Source:

The Acts of the Moment Are Created By the Eternal Soul

There is a proverb about not being able to see the forest for the trees. The focus on the individual details makes us lose sight of the “big picture”, the sense or significance, the perspective. Impressionist painters such as Vincent Van Gogh conveyed this sense through their artistic efforts. Up close, their paintings overwhelm one with the incredible number of brush strokes, texture, and color. There is however a “tipping point” as one backs away from the canvas where one suddenly switches from the “detail view” to the “gestalt”, the idea being conveyed, and suddenly the “big picture” takes over and the brush strokes are seen for what they are, the technique or the “facts” by which a larger significance is expressed.

Similarly, we become so involved in and overwhelmed by the detailed acts of our day to day lives that we tend not to recognize the “big picture”, the significance of those lives or those acts.

Sri Aurobindo discusses this situation with a very insightful view about the relationship between the day to day details and the soul’s meaning in creating and carrying out those details: “To understand one must cease to dwell exclusively on the act and will of the moment and its immediate consequences. Our present will and personality are bound by many things, by our physical and vital heredity, by a past creation of our mental nature, environmental forces, by limitation, by ignorance. But our soul behind is greater and older than our present personality. The soul is not the result of our heredity, but has prepared by its own action and affinities this heredity. It has drawn around it these environmental forces by past karma and consequence. It has created in other lives the mental nature of which now it makes use.”

Just as we undergo a transformation in our view of life when we understand that the sun does not revolve around the earth, but the earth around the sun; and that the entire solar system is part of an enormous Milky Way Galaxy which is a part of a larger universe, we can begin to understand the soul’s action and the true meaning of the details of our day to day lives when we take a different standpoint outside the focus on each of the details and begin to view the “big picture”.

Modern psychologists point out that there are essentially two hemispheres to the human brain. Left brain activity tends to be fixated on details, analysis and “the trees” of our lives; while right brain activity looks at the “gestalt”, the “big picture”, “the forest” if you will. Both of these perspectives are valuable, but they must be integrated in order to give a true sense and meaning to what we experience.

Sri Aurobindo points out “To live in this knowledge is not to take away the value and potency of the moment’s will and act, but to give it an immensely increased meaning and importance….Our every thought, will, action carries with it its power of future self-determination and is too a help or a hindrance for the spiritual evolution of those around us and a force in the universal working. For the soul in us takes in the influences it receives from others for its own self-determination and gives out influences which the soul in them uses for their growth and experience. Our individual life becomes an immensely greater thing in itself and is convinced too of an abiding unity with the march of the universe.”

Objective 1: In the essay, which painter is named as an example of an Impressionist?
Objective 2: In the essay's first Sri Aurobindo quotation, what things are our present will and personality said to be bound by? List all of them.

Supplied material:

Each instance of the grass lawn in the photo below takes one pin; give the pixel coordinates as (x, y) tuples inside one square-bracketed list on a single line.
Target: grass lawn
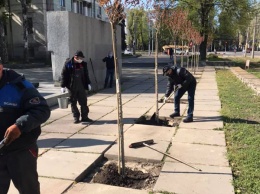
[(255, 71), (241, 116)]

Worked solution 1: Vincent Van Gogh

Worked solution 2:
- Our physical and vital heredity
- A past creation of our mental nature
- Environmental forces
- Limitation
- Ignorance